Please restate each entry exactly, without skipping any.

(DATA FOR REVIEW)

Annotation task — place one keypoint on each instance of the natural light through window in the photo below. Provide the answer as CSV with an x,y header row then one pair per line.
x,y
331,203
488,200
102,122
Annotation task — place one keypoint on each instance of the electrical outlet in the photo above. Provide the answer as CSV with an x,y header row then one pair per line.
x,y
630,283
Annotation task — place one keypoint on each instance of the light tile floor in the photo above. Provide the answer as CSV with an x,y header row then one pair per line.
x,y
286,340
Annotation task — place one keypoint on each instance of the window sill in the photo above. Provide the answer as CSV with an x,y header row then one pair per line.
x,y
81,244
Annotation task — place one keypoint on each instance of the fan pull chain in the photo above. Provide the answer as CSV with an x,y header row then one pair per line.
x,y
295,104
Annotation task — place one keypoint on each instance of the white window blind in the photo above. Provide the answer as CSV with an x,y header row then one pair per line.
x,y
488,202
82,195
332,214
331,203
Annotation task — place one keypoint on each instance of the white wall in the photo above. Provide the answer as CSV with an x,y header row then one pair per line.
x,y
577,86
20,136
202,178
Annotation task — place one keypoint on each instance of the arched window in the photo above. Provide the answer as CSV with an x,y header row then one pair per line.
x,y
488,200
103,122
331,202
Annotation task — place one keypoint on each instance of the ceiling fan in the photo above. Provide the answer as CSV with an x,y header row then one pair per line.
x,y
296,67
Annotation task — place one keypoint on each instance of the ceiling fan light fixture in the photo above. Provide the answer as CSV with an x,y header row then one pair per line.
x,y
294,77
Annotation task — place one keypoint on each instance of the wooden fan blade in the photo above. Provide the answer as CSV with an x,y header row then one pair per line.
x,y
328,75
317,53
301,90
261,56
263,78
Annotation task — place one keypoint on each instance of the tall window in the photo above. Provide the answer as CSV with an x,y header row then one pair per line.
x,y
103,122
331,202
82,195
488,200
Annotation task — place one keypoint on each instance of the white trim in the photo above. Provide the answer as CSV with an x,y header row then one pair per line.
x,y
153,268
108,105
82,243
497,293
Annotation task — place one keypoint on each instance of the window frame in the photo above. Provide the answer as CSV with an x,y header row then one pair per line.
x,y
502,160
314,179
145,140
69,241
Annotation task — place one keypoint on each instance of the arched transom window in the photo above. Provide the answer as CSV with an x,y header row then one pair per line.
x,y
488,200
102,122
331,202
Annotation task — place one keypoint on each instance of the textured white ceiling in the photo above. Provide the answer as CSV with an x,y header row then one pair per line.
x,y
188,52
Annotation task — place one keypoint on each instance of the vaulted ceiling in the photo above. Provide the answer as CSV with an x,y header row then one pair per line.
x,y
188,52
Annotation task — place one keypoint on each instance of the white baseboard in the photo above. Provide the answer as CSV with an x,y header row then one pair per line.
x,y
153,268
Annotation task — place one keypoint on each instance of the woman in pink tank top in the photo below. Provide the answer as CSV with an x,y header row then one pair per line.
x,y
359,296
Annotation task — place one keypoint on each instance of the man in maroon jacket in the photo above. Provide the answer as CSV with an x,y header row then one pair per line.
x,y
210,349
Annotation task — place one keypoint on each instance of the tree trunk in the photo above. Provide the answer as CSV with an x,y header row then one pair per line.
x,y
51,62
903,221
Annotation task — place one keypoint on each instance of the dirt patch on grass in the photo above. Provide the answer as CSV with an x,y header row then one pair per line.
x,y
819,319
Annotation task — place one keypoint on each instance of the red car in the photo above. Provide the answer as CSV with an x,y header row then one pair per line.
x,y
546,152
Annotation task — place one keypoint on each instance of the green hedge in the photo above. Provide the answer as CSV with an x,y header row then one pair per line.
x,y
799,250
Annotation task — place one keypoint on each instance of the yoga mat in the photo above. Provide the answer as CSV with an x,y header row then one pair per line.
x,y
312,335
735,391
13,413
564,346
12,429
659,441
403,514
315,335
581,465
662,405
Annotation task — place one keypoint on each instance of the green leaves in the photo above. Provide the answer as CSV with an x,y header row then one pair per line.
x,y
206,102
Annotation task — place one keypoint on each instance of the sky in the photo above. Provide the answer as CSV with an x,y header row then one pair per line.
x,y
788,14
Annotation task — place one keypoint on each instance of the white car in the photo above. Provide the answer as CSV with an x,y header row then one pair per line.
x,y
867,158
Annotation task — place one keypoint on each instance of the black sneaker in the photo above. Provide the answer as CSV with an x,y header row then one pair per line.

(End DATA FOR REVIEW)

SOLVED PROBLEM
Annotation task — place one keypoint on each instance of the natural light through window in the photo below. Provide the answer as CSV with an x,y header row then one pair per line.
x,y
331,203
488,200
102,122
Annotation task — place one keypoint on each instance of the electrical outlet in the photo above. Provide the answer as CSV with an x,y header row then one pair per line.
x,y
630,283
Annotation task — place one keypoint on each instance of the light tile floor in the photo above. Provide the answer as CSV with an x,y header row then one pair per line.
x,y
286,340
Annotation task — place one keypoint on each instance of the window sill in the photo above. Provide the answer as CSV with an x,y header row then one pair per line.
x,y
81,244
Annotation task — place one keypoint on each instance of the fan pull chain in the photo above. Provide the answer as CSV with an x,y header row then one pair per line.
x,y
295,104
Annotation task — place one keypoint on each instance of the white window blind in the photo above. Provide the answer as CSV with an x,y header row then one pair per line.
x,y
488,202
82,195
332,214
331,203
Annotation task — place one keypoint on each instance of the white wall in the photo above. Provide the answer as CSV with an x,y header row then one pair per line.
x,y
577,86
20,136
202,178
Annotation task — place one keypoint on each instance of the arched window in the photo above. Provide the answer as CSV with an x,y header row then one pair per line.
x,y
488,200
103,122
331,202
Annotation task — place one keypoint on each instance of the ceiling fan in the photo above. Provide the answer as CSV with an x,y header row then one pair per line.
x,y
296,67
Annotation task — place one keypoint on each instance of the ceiling fan light fixture in the photo above. Provide the answer as CSV with an x,y header row then one pair per line.
x,y
294,77
Annotation task — place one keypoint on each instance of the wooden fan blade in the photo above. Provide the answer as CSV with an x,y header row then one pair per line.
x,y
328,75
317,53
301,90
261,56
263,78
Annotation task — place one keypoint on each instance of the tall window in the photo above. Provide the answer as CSV with an x,y header row then one pair per line.
x,y
103,122
331,202
82,195
488,200
Annotation task — place one keypoint on each instance of the white trim in the photo above. Provide the answer as CSV with an x,y header row then one pair per line.
x,y
153,268
108,105
82,243
497,293
Annotation task — place one keypoint on each instance of the window frame in the photo above. Provide the answer as CSV with an x,y header row then one pair per line.
x,y
502,160
314,179
145,140
69,241
Annotation task — place one keypoint on each instance of the arched transom window in the photo above. Provide the answer as CSV with an x,y header row then one pair per line.
x,y
488,200
102,122
331,202
Annotation task — place one keypoint on each instance of the textured white ceiling in the photo above. Provide the answer as CSV with an x,y header row then one pair per line.
x,y
188,52
Annotation task — place one keypoint on each instance of the vaulted ceiling in the photo above. Provide the answer as CSV with an x,y header row then one pair per line.
x,y
188,52
Annotation task — place one keypoint on each instance of the white baseboard in the photo above. Provide the answer as CSV with an x,y header row then one pair per line.
x,y
153,268
Annotation task — place one keypoint on each instance of the woman in pink tank top in the photo below. Provide the answer as CSV with an x,y header row then one pair per line.
x,y
359,296
Annotation task — place one keypoint on each instance of the man in maroon jacket in the photo above. Provide the answer as CSV with an x,y header row then one pair per line.
x,y
210,349
Annotation task — place one keypoint on each instance of the tree trunk in the photo above. Provide the answer as CSV with an x,y header row then one pair per line.
x,y
51,62
903,221
Annotation task — place one keypoint on each instance of the dirt patch on grass in the photo above. Provide the answer as CSV with an x,y header row then one pair per line.
x,y
819,319
Annotation task — place one keypoint on each instance of the red car in the photo above. Provide the answer as CSV with an x,y header row then one pair per line.
x,y
546,152
Annotation task — place one keypoint on each instance of the green hedge in the photo above. Provide the answer as CSV with an x,y header row then one pair per line.
x,y
799,250
Annotation task — place one keypoint on each instance of the yoga mat in the photo above. Provide the answer as CSV with an x,y header row then one pair per line.
x,y
312,335
735,391
13,413
564,346
12,429
659,441
403,514
315,335
581,465
662,405
Annotation task — place one keypoint on each instance of the green leaves in the photo above. Provide the answer as CSV with an x,y header row then one pair per line.
x,y
206,102
Annotation task — place one keypoint on each instance of the sky in the photo above. Provide the answer as CSV with an x,y header row then one pair per line.
x,y
788,14
Annotation task — place one keypoint on each instance of the white car in the photo above. Provide the answer as CSV with an x,y header row then one pair per line.
x,y
867,158
Annotation task — place one keypoint on each instance of the black sneaker in the photo above. Provide the answer as CSV with an x,y header row then one pair per line.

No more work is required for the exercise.